Exercise brief
Report each line of the records below that uses the word "chimney".

+++ Exercise input +++

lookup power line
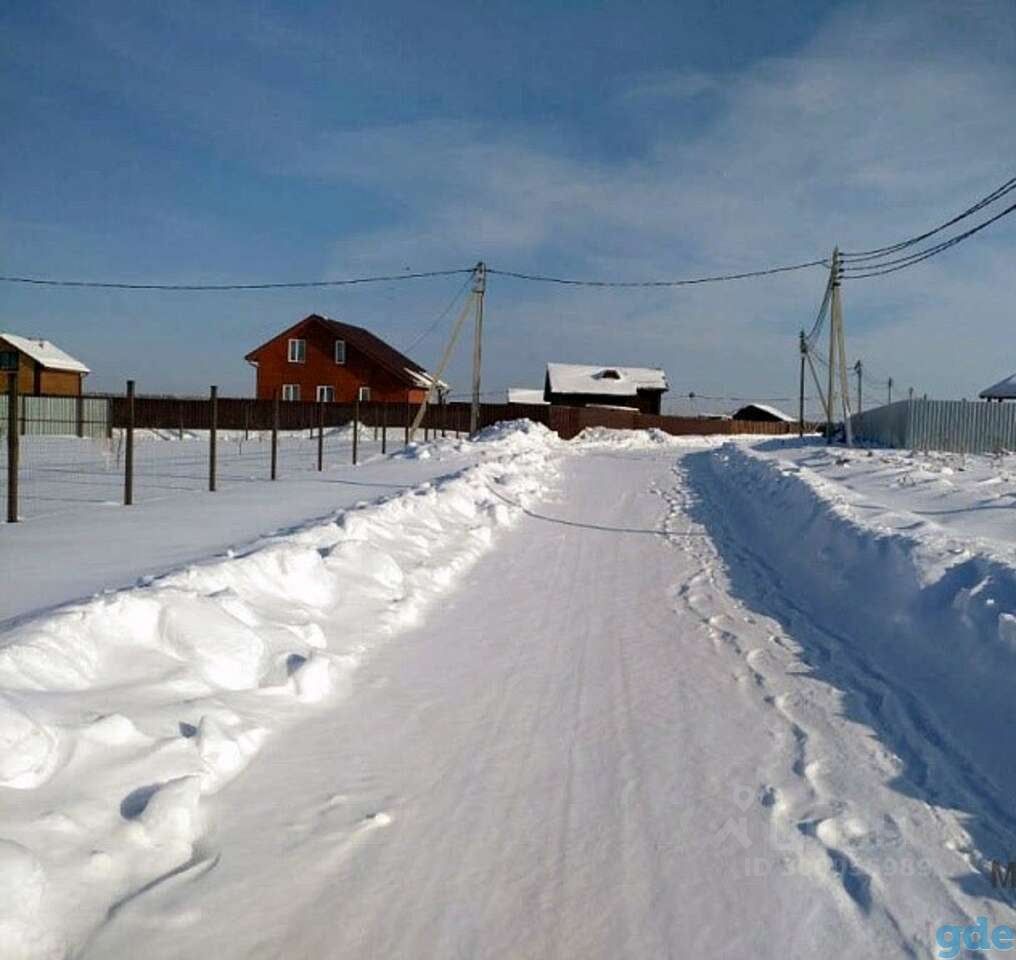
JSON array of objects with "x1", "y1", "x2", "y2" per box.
[
  {"x1": 0, "y1": 267, "x2": 475, "y2": 291},
  {"x1": 842, "y1": 198, "x2": 1016, "y2": 279},
  {"x1": 6, "y1": 169, "x2": 1015, "y2": 292},
  {"x1": 804, "y1": 268, "x2": 833, "y2": 349},
  {"x1": 841, "y1": 172, "x2": 1016, "y2": 261},
  {"x1": 401, "y1": 274, "x2": 474, "y2": 354},
  {"x1": 487, "y1": 259, "x2": 828, "y2": 288}
]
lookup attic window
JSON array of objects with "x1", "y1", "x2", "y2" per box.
[
  {"x1": 334, "y1": 340, "x2": 346, "y2": 364},
  {"x1": 597, "y1": 369, "x2": 621, "y2": 379},
  {"x1": 288, "y1": 338, "x2": 306, "y2": 363}
]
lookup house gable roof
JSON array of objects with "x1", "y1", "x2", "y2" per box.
[
  {"x1": 245, "y1": 314, "x2": 444, "y2": 390},
  {"x1": 980, "y1": 373, "x2": 1016, "y2": 399},
  {"x1": 1, "y1": 333, "x2": 89, "y2": 373},
  {"x1": 732, "y1": 402, "x2": 796, "y2": 422},
  {"x1": 545, "y1": 362, "x2": 668, "y2": 397}
]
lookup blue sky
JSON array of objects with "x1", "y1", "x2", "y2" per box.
[{"x1": 2, "y1": 0, "x2": 1015, "y2": 412}]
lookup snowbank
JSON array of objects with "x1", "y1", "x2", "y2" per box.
[
  {"x1": 0, "y1": 422, "x2": 561, "y2": 955},
  {"x1": 572, "y1": 426, "x2": 749, "y2": 449},
  {"x1": 692, "y1": 442, "x2": 1016, "y2": 879}
]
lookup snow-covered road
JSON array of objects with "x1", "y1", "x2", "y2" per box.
[
  {"x1": 74, "y1": 438, "x2": 1013, "y2": 959},
  {"x1": 4, "y1": 427, "x2": 1014, "y2": 959}
]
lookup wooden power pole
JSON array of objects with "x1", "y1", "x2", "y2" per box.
[
  {"x1": 826, "y1": 249, "x2": 853, "y2": 446},
  {"x1": 826, "y1": 251, "x2": 838, "y2": 445},
  {"x1": 470, "y1": 261, "x2": 486, "y2": 435},
  {"x1": 798, "y1": 331, "x2": 806, "y2": 438}
]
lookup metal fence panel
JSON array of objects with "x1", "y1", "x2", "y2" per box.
[
  {"x1": 851, "y1": 399, "x2": 1016, "y2": 454},
  {"x1": 0, "y1": 395, "x2": 109, "y2": 439}
]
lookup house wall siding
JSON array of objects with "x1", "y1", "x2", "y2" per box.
[
  {"x1": 250, "y1": 320, "x2": 428, "y2": 403},
  {"x1": 38, "y1": 368, "x2": 83, "y2": 396},
  {"x1": 546, "y1": 390, "x2": 663, "y2": 415}
]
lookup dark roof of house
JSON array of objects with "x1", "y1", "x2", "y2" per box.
[
  {"x1": 245, "y1": 314, "x2": 440, "y2": 389},
  {"x1": 980, "y1": 373, "x2": 1016, "y2": 399}
]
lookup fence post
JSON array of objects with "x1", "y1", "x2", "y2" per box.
[
  {"x1": 244, "y1": 401, "x2": 250, "y2": 440},
  {"x1": 404, "y1": 401, "x2": 410, "y2": 448},
  {"x1": 107, "y1": 397, "x2": 113, "y2": 439},
  {"x1": 7, "y1": 374, "x2": 19, "y2": 523},
  {"x1": 317, "y1": 401, "x2": 324, "y2": 471},
  {"x1": 208, "y1": 385, "x2": 218, "y2": 492},
  {"x1": 178, "y1": 401, "x2": 184, "y2": 440},
  {"x1": 441, "y1": 394, "x2": 446, "y2": 438},
  {"x1": 381, "y1": 402, "x2": 387, "y2": 454},
  {"x1": 271, "y1": 389, "x2": 279, "y2": 480},
  {"x1": 76, "y1": 393, "x2": 84, "y2": 439},
  {"x1": 353, "y1": 397, "x2": 360, "y2": 465},
  {"x1": 124, "y1": 380, "x2": 135, "y2": 506},
  {"x1": 19, "y1": 395, "x2": 26, "y2": 436}
]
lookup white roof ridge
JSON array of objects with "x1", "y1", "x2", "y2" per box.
[
  {"x1": 1, "y1": 332, "x2": 90, "y2": 374},
  {"x1": 546, "y1": 361, "x2": 667, "y2": 397}
]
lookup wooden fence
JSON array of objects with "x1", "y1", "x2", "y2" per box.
[{"x1": 0, "y1": 390, "x2": 805, "y2": 441}]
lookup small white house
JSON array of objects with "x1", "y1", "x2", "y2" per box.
[{"x1": 507, "y1": 388, "x2": 549, "y2": 405}]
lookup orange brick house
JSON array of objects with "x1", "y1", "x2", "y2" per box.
[
  {"x1": 244, "y1": 314, "x2": 445, "y2": 403},
  {"x1": 0, "y1": 333, "x2": 90, "y2": 395}
]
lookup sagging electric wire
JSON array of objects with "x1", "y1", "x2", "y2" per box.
[
  {"x1": 487, "y1": 258, "x2": 829, "y2": 288},
  {"x1": 841, "y1": 199, "x2": 1016, "y2": 278},
  {"x1": 0, "y1": 268, "x2": 476, "y2": 291},
  {"x1": 841, "y1": 172, "x2": 1016, "y2": 261}
]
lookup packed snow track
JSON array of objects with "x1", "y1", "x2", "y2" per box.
[{"x1": 2, "y1": 425, "x2": 1013, "y2": 959}]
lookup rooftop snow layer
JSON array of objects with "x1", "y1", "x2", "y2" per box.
[
  {"x1": 1, "y1": 333, "x2": 89, "y2": 373},
  {"x1": 507, "y1": 388, "x2": 548, "y2": 405},
  {"x1": 546, "y1": 362, "x2": 667, "y2": 397}
]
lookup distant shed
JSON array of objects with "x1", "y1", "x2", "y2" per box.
[
  {"x1": 731, "y1": 402, "x2": 796, "y2": 423},
  {"x1": 0, "y1": 333, "x2": 90, "y2": 396}
]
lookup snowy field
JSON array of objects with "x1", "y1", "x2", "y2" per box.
[
  {"x1": 2, "y1": 424, "x2": 1015, "y2": 959},
  {"x1": 1, "y1": 425, "x2": 414, "y2": 523}
]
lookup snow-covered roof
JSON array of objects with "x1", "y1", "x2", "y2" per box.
[
  {"x1": 508, "y1": 388, "x2": 548, "y2": 405},
  {"x1": 979, "y1": 373, "x2": 1016, "y2": 399},
  {"x1": 0, "y1": 333, "x2": 89, "y2": 373},
  {"x1": 733, "y1": 403, "x2": 796, "y2": 422},
  {"x1": 546, "y1": 363, "x2": 668, "y2": 397},
  {"x1": 405, "y1": 367, "x2": 449, "y2": 392}
]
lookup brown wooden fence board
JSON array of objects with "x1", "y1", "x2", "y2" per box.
[{"x1": 78, "y1": 393, "x2": 803, "y2": 440}]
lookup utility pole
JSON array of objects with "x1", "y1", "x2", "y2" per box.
[
  {"x1": 853, "y1": 360, "x2": 863, "y2": 416},
  {"x1": 888, "y1": 377, "x2": 893, "y2": 405},
  {"x1": 798, "y1": 331, "x2": 806, "y2": 438},
  {"x1": 826, "y1": 248, "x2": 853, "y2": 445},
  {"x1": 826, "y1": 250, "x2": 838, "y2": 445},
  {"x1": 470, "y1": 261, "x2": 486, "y2": 435}
]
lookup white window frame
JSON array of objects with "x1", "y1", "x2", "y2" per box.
[
  {"x1": 288, "y1": 338, "x2": 306, "y2": 363},
  {"x1": 316, "y1": 385, "x2": 335, "y2": 402},
  {"x1": 281, "y1": 384, "x2": 300, "y2": 401},
  {"x1": 334, "y1": 340, "x2": 346, "y2": 364},
  {"x1": 357, "y1": 386, "x2": 371, "y2": 402}
]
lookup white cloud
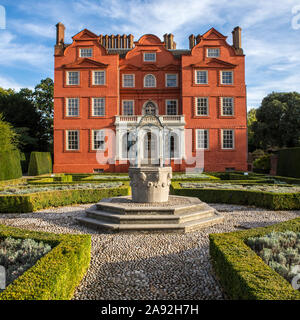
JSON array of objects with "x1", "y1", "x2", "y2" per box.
[{"x1": 0, "y1": 74, "x2": 32, "y2": 91}]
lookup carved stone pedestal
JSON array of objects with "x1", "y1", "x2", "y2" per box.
[{"x1": 128, "y1": 166, "x2": 172, "y2": 203}]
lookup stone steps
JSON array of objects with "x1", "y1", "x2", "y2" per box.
[
  {"x1": 76, "y1": 214, "x2": 224, "y2": 233},
  {"x1": 85, "y1": 206, "x2": 215, "y2": 225}
]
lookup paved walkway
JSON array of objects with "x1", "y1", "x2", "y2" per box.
[{"x1": 0, "y1": 204, "x2": 299, "y2": 300}]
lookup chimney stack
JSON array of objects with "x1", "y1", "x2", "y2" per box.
[
  {"x1": 56, "y1": 22, "x2": 65, "y2": 46},
  {"x1": 189, "y1": 34, "x2": 195, "y2": 49},
  {"x1": 232, "y1": 26, "x2": 243, "y2": 54},
  {"x1": 163, "y1": 34, "x2": 175, "y2": 49}
]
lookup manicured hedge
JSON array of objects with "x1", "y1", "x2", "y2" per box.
[
  {"x1": 0, "y1": 224, "x2": 91, "y2": 300},
  {"x1": 28, "y1": 152, "x2": 52, "y2": 176},
  {"x1": 0, "y1": 150, "x2": 22, "y2": 181},
  {"x1": 0, "y1": 186, "x2": 130, "y2": 213},
  {"x1": 209, "y1": 217, "x2": 300, "y2": 300},
  {"x1": 277, "y1": 147, "x2": 300, "y2": 178},
  {"x1": 0, "y1": 178, "x2": 26, "y2": 187},
  {"x1": 171, "y1": 182, "x2": 300, "y2": 210}
]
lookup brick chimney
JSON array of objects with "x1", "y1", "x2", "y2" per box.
[
  {"x1": 163, "y1": 34, "x2": 175, "y2": 49},
  {"x1": 56, "y1": 22, "x2": 65, "y2": 45},
  {"x1": 55, "y1": 22, "x2": 65, "y2": 55},
  {"x1": 232, "y1": 26, "x2": 243, "y2": 54},
  {"x1": 189, "y1": 34, "x2": 195, "y2": 49}
]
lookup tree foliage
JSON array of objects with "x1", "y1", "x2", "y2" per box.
[
  {"x1": 252, "y1": 92, "x2": 300, "y2": 150},
  {"x1": 0, "y1": 113, "x2": 19, "y2": 153},
  {"x1": 0, "y1": 78, "x2": 54, "y2": 153}
]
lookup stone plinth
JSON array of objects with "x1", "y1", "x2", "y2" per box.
[{"x1": 128, "y1": 166, "x2": 172, "y2": 203}]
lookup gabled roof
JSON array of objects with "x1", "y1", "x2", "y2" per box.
[
  {"x1": 201, "y1": 27, "x2": 227, "y2": 40},
  {"x1": 190, "y1": 58, "x2": 236, "y2": 69},
  {"x1": 72, "y1": 29, "x2": 99, "y2": 40},
  {"x1": 62, "y1": 58, "x2": 108, "y2": 69}
]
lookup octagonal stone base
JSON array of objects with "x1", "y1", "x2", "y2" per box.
[{"x1": 129, "y1": 166, "x2": 172, "y2": 203}]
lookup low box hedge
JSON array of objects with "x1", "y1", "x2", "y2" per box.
[
  {"x1": 28, "y1": 152, "x2": 52, "y2": 176},
  {"x1": 0, "y1": 178, "x2": 26, "y2": 187},
  {"x1": 209, "y1": 217, "x2": 300, "y2": 300},
  {"x1": 0, "y1": 224, "x2": 91, "y2": 300},
  {"x1": 0, "y1": 185, "x2": 130, "y2": 213},
  {"x1": 171, "y1": 182, "x2": 300, "y2": 210}
]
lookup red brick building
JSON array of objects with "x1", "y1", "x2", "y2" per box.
[{"x1": 53, "y1": 23, "x2": 247, "y2": 173}]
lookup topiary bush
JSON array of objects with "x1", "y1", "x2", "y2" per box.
[
  {"x1": 253, "y1": 154, "x2": 271, "y2": 174},
  {"x1": 28, "y1": 152, "x2": 52, "y2": 176},
  {"x1": 277, "y1": 147, "x2": 300, "y2": 178},
  {"x1": 0, "y1": 151, "x2": 22, "y2": 181}
]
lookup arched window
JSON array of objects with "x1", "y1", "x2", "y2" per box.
[
  {"x1": 166, "y1": 133, "x2": 179, "y2": 159},
  {"x1": 122, "y1": 132, "x2": 136, "y2": 159},
  {"x1": 144, "y1": 101, "x2": 157, "y2": 115},
  {"x1": 144, "y1": 74, "x2": 156, "y2": 88}
]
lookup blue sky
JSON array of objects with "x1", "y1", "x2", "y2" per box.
[{"x1": 0, "y1": 0, "x2": 300, "y2": 108}]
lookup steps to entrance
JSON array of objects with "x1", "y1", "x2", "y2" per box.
[{"x1": 76, "y1": 195, "x2": 224, "y2": 233}]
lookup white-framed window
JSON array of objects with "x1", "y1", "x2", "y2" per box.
[
  {"x1": 92, "y1": 98, "x2": 105, "y2": 116},
  {"x1": 79, "y1": 48, "x2": 93, "y2": 57},
  {"x1": 196, "y1": 129, "x2": 209, "y2": 150},
  {"x1": 195, "y1": 97, "x2": 209, "y2": 116},
  {"x1": 221, "y1": 71, "x2": 233, "y2": 85},
  {"x1": 166, "y1": 74, "x2": 178, "y2": 87},
  {"x1": 144, "y1": 74, "x2": 156, "y2": 88},
  {"x1": 122, "y1": 74, "x2": 135, "y2": 88},
  {"x1": 222, "y1": 129, "x2": 235, "y2": 149},
  {"x1": 207, "y1": 48, "x2": 220, "y2": 57},
  {"x1": 166, "y1": 100, "x2": 178, "y2": 115},
  {"x1": 221, "y1": 97, "x2": 234, "y2": 116},
  {"x1": 66, "y1": 130, "x2": 79, "y2": 150},
  {"x1": 66, "y1": 71, "x2": 79, "y2": 85},
  {"x1": 92, "y1": 130, "x2": 105, "y2": 151},
  {"x1": 122, "y1": 100, "x2": 134, "y2": 115},
  {"x1": 144, "y1": 52, "x2": 156, "y2": 62},
  {"x1": 195, "y1": 70, "x2": 208, "y2": 84},
  {"x1": 92, "y1": 70, "x2": 105, "y2": 85},
  {"x1": 66, "y1": 98, "x2": 79, "y2": 117}
]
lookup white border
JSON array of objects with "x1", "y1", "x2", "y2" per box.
[
  {"x1": 220, "y1": 70, "x2": 234, "y2": 85},
  {"x1": 195, "y1": 70, "x2": 208, "y2": 84},
  {"x1": 66, "y1": 71, "x2": 80, "y2": 86},
  {"x1": 92, "y1": 70, "x2": 106, "y2": 85},
  {"x1": 66, "y1": 98, "x2": 80, "y2": 117},
  {"x1": 92, "y1": 129, "x2": 105, "y2": 151},
  {"x1": 122, "y1": 100, "x2": 135, "y2": 115},
  {"x1": 165, "y1": 99, "x2": 178, "y2": 115},
  {"x1": 122, "y1": 74, "x2": 135, "y2": 88},
  {"x1": 144, "y1": 74, "x2": 156, "y2": 88},
  {"x1": 195, "y1": 97, "x2": 209, "y2": 116},
  {"x1": 221, "y1": 129, "x2": 235, "y2": 150},
  {"x1": 92, "y1": 97, "x2": 105, "y2": 117},
  {"x1": 196, "y1": 129, "x2": 209, "y2": 150},
  {"x1": 165, "y1": 73, "x2": 178, "y2": 87},
  {"x1": 220, "y1": 97, "x2": 234, "y2": 116},
  {"x1": 66, "y1": 130, "x2": 79, "y2": 151}
]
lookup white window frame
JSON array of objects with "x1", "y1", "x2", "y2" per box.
[
  {"x1": 165, "y1": 74, "x2": 178, "y2": 87},
  {"x1": 143, "y1": 52, "x2": 156, "y2": 62},
  {"x1": 196, "y1": 129, "x2": 209, "y2": 150},
  {"x1": 92, "y1": 98, "x2": 105, "y2": 117},
  {"x1": 165, "y1": 99, "x2": 178, "y2": 115},
  {"x1": 92, "y1": 70, "x2": 106, "y2": 85},
  {"x1": 79, "y1": 48, "x2": 93, "y2": 58},
  {"x1": 66, "y1": 130, "x2": 79, "y2": 151},
  {"x1": 122, "y1": 100, "x2": 134, "y2": 115},
  {"x1": 144, "y1": 74, "x2": 156, "y2": 88},
  {"x1": 66, "y1": 71, "x2": 80, "y2": 86},
  {"x1": 207, "y1": 48, "x2": 220, "y2": 58},
  {"x1": 221, "y1": 129, "x2": 235, "y2": 150},
  {"x1": 221, "y1": 97, "x2": 234, "y2": 116},
  {"x1": 221, "y1": 70, "x2": 234, "y2": 85},
  {"x1": 195, "y1": 97, "x2": 209, "y2": 116},
  {"x1": 66, "y1": 98, "x2": 80, "y2": 117},
  {"x1": 195, "y1": 70, "x2": 208, "y2": 84},
  {"x1": 92, "y1": 130, "x2": 105, "y2": 151},
  {"x1": 122, "y1": 74, "x2": 135, "y2": 88}
]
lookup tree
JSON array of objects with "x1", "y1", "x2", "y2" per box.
[
  {"x1": 252, "y1": 92, "x2": 300, "y2": 150},
  {"x1": 0, "y1": 89, "x2": 47, "y2": 153},
  {"x1": 247, "y1": 108, "x2": 257, "y2": 152},
  {"x1": 0, "y1": 113, "x2": 19, "y2": 153}
]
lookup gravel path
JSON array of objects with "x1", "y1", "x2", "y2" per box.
[{"x1": 0, "y1": 204, "x2": 299, "y2": 300}]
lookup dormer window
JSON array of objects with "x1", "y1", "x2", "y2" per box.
[
  {"x1": 80, "y1": 48, "x2": 93, "y2": 57},
  {"x1": 144, "y1": 52, "x2": 156, "y2": 62},
  {"x1": 207, "y1": 48, "x2": 220, "y2": 58}
]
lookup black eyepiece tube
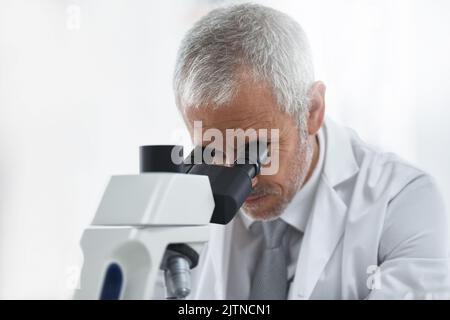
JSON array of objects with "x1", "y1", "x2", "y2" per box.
[
  {"x1": 186, "y1": 141, "x2": 269, "y2": 225},
  {"x1": 140, "y1": 145, "x2": 185, "y2": 173}
]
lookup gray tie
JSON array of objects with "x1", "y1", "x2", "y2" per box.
[{"x1": 249, "y1": 219, "x2": 289, "y2": 300}]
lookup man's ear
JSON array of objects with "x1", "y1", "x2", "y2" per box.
[{"x1": 307, "y1": 81, "x2": 326, "y2": 135}]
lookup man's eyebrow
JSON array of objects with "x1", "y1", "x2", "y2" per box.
[{"x1": 225, "y1": 139, "x2": 272, "y2": 150}]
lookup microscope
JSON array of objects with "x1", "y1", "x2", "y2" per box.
[{"x1": 74, "y1": 142, "x2": 267, "y2": 300}]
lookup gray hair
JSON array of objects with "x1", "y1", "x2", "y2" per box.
[{"x1": 173, "y1": 3, "x2": 315, "y2": 125}]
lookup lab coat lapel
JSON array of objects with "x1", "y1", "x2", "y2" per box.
[
  {"x1": 291, "y1": 118, "x2": 359, "y2": 299},
  {"x1": 291, "y1": 178, "x2": 347, "y2": 299}
]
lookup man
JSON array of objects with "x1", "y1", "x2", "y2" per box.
[{"x1": 172, "y1": 3, "x2": 450, "y2": 299}]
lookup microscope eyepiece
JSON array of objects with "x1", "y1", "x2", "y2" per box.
[
  {"x1": 140, "y1": 145, "x2": 185, "y2": 173},
  {"x1": 234, "y1": 140, "x2": 269, "y2": 179},
  {"x1": 185, "y1": 140, "x2": 269, "y2": 225}
]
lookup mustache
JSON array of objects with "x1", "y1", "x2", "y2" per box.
[{"x1": 249, "y1": 185, "x2": 281, "y2": 198}]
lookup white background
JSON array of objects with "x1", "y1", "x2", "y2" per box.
[{"x1": 0, "y1": 0, "x2": 449, "y2": 298}]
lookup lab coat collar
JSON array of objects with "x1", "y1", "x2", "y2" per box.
[
  {"x1": 290, "y1": 117, "x2": 360, "y2": 299},
  {"x1": 322, "y1": 117, "x2": 359, "y2": 187}
]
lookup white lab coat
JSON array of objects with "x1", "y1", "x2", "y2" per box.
[{"x1": 189, "y1": 118, "x2": 450, "y2": 300}]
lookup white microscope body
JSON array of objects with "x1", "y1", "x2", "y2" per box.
[
  {"x1": 74, "y1": 173, "x2": 214, "y2": 299},
  {"x1": 74, "y1": 144, "x2": 266, "y2": 300}
]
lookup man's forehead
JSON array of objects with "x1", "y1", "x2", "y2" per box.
[
  {"x1": 184, "y1": 76, "x2": 280, "y2": 127},
  {"x1": 185, "y1": 104, "x2": 276, "y2": 131}
]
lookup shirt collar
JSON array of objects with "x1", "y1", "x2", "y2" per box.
[{"x1": 239, "y1": 127, "x2": 326, "y2": 233}]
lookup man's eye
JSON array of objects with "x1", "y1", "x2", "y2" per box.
[{"x1": 212, "y1": 150, "x2": 227, "y2": 165}]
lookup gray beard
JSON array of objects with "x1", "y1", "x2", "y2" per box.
[{"x1": 242, "y1": 131, "x2": 315, "y2": 221}]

+++

Result of the exercise
lookup chimney stack
lookup brick chimney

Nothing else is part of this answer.